#### [Task to complete]
Condense the paragraph beginning "Public speaking is an essential part" in the excerpt on public speaking below into a shorter version that keeps its main facts.

Speaking Like a Pro: Making an Effective Speech

Public speaking is an essential part of diplomatic activity. A diplomat should know how to reach out to the audience, deliver a speech, chair a meeting, or address the press. An experienced diplomat knows how to tailor a speech to the audience’s needs and interests, which words to use and which would best be avoided.

Achieving remarkable results in public speaking may seem an unattainable goal, but it is indeed far from that. With a little bit of luck, or rather some useful tips and regular practice, anyone can master oratory.

Here are some tips on how to make an effective speech:


  • Think of the target audience and tailor-make your speech according to their age, professions, or interests.
  • Be considerate and make your speech short enough so as to hold the audience’s attention, and interesting enough so as to hold it till the very end.
  • A good speech should be like a woman’s skirt; long enough to cover the subject and short enough to create interest.” Winston Churchill
  • Write a speech, making use of the oratory techniques listed below. You can see the striking difference between the draft speech and the edited one. Take your time to write and edit.
  • “All good public speaking is based on good private thinking” Scott Bercun
  • Start your speech strong! If you make an effective introduction, the chances are the audience will stay with you till the end. You can open the speech with
  • a quote, e.g. “Give me liberty or give me death!” Patrick Henry
  • a rhetorical question, which can be thought-provoking or startling, e.g. “Why should we care about others?”
  • an anecdote, e.g. “On my way to work this morning…” or “My phone rang. It was…”, etc.
  • an example
  • a visual prompt, such as an object, e.g.a toy gun to open a speech on gun control, or a picture, or a slide.
  • Involve the audience. This invites partnership and develops a sense of togetherness, e.g. “Imagine…”, “Let’s step back in time…”,etc.
  • Invent a powerful ending. It is the last words that linger and leave the audience thinking. Choose one of the following ideas of a close:
  • use the title of your speech to close it. In this case you will need to think of the close at the very beginning, and only then write the body of the speech;
  • make a circular close by restating the thesis. Use the classical essay structure: “Tell them what you’re going to say — say it — tell them what you have just said”
  • make an invitation to action, e.g. “We’ve heard what we have to do. We’ve seen what we need to do. Now is the time to do it and together we can. Do it!»

[Entries from a dataset]
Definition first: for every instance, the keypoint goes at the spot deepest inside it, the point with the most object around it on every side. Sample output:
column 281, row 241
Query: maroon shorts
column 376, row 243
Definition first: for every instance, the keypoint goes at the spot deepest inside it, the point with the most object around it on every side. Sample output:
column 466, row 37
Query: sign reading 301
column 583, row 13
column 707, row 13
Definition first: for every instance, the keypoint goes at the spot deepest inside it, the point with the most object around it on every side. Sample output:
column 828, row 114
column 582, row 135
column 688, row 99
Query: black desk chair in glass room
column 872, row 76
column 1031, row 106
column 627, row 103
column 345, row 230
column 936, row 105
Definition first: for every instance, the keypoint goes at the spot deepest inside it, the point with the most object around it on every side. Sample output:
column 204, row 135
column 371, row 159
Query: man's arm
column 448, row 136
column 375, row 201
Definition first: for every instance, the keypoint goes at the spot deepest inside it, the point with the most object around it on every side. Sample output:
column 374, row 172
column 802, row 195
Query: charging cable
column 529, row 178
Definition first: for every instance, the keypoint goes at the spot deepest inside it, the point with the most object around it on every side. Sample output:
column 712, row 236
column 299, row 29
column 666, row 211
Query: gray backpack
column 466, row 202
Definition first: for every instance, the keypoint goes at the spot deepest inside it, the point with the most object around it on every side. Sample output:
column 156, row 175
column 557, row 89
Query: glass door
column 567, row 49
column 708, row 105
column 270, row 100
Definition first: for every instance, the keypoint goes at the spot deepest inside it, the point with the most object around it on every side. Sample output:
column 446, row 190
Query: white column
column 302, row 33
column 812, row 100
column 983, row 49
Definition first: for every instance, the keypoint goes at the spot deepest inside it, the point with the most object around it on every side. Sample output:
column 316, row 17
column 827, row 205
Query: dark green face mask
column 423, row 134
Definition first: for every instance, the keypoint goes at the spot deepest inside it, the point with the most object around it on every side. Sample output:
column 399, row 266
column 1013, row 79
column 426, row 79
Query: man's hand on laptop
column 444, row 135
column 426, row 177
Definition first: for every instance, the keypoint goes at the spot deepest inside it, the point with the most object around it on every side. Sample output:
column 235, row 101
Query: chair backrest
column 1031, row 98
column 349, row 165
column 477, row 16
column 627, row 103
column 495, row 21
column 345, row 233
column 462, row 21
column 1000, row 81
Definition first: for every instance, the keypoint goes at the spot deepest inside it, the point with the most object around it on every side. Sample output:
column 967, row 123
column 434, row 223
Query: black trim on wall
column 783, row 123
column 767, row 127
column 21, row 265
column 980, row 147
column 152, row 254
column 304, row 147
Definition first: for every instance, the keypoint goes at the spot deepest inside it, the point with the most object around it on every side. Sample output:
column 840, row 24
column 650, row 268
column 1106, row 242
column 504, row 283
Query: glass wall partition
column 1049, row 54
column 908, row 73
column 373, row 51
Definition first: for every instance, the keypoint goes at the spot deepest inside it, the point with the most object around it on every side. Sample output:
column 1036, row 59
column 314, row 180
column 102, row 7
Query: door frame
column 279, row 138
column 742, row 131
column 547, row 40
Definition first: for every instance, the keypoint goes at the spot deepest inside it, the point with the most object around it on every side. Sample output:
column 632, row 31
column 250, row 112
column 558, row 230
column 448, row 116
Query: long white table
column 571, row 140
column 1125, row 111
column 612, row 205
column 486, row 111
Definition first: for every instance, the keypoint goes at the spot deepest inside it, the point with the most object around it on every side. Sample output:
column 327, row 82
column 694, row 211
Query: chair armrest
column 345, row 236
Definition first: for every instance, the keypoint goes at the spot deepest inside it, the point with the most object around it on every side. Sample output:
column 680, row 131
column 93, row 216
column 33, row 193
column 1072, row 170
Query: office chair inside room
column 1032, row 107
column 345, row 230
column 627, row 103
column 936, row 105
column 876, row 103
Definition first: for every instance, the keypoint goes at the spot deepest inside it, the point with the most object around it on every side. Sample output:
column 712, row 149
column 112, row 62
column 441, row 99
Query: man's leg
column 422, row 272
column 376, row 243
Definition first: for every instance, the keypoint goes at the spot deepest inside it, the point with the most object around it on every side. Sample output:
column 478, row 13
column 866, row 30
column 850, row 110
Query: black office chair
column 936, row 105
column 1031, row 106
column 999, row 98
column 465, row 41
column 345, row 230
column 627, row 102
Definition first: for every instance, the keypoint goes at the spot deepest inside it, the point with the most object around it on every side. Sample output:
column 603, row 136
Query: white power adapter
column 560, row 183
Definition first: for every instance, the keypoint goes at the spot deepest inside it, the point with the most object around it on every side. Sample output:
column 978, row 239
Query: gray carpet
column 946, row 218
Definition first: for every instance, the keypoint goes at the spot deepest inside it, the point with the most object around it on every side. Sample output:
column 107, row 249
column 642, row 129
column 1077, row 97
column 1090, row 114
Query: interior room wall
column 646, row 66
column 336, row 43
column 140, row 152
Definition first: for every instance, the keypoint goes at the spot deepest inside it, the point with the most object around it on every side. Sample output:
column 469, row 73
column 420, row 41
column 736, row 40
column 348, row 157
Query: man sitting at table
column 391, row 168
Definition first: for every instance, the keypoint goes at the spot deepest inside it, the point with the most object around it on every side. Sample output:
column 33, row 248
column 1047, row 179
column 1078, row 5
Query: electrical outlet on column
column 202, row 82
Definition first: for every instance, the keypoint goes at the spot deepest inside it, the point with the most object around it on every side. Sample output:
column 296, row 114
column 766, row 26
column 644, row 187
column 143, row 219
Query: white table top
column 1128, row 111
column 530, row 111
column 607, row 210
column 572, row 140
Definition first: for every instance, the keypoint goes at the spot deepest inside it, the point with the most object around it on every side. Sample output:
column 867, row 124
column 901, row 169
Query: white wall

#### [Answer below]
Public speaking is central to diplomacy. Diplomats should be able to reach an audience, give speeches, chair meetings and address the press. Experienced diplomats adapt a speech to the audience's needs and interests and know which words to use and which to avoid.